(What is being asked): Every entry needs to be printed exactly, please.

(Dataset records)
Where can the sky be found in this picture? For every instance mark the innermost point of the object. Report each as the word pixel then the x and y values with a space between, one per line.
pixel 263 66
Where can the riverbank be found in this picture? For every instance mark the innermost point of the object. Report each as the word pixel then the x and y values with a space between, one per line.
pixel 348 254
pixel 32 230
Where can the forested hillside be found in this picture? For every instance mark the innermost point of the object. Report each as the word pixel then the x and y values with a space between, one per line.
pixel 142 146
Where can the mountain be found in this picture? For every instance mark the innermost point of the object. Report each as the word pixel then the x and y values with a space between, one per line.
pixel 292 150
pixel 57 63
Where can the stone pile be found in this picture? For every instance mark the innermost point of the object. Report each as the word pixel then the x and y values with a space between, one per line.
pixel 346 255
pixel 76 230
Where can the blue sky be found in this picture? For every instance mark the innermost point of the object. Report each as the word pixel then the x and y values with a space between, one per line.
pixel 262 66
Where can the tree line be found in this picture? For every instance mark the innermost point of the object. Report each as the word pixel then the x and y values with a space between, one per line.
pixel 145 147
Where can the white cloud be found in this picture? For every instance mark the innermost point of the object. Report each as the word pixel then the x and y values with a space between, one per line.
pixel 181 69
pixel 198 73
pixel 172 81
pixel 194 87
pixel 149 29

(Answer for this exercise):
Where can the sky be found in this picture? For every instance mark the innermost point of the object. Report each as the word pixel then the x and y values with a space between, one per line.
pixel 263 66
Where can the riverbank be found in this picture? For every instance mark the innermost point of the object. Report each as the word pixel then the x and y values with a space between, one per line.
pixel 348 254
pixel 32 230
Where can the forested hillside be found in this picture? For every instance mark the innermost point of the object. Report each as the word pixel then the x and y values with a space between, one per line.
pixel 142 146
Where can the mountain be found in this picture? For every instance mark the innermost point of the object. Report each as the word pixel then the x and y values with a space between, one per line.
pixel 292 150
pixel 57 63
Where can the stone pile be found in this picture? For every instance mark the innermost point of the object. Report each as the word pixel then the x and y values with a space between, one per line.
pixel 346 255
pixel 76 230
Where can the blue sky be found in this picture? For every instance mark the innermost point of the object. Report each as the word pixel then the x and y values with a space between, one per line.
pixel 262 66
Where can the tree line be found in this picture? For every instance mark the innermost point of the object. Report each as the word pixel then the x and y values with a space between, one per line.
pixel 145 147
Where can the white cloud be found in this picture? For every instance mark the innermost point of the object. Report each as the word pixel then the x and y values with a space between, one per line.
pixel 181 69
pixel 198 73
pixel 172 81
pixel 194 87
pixel 149 29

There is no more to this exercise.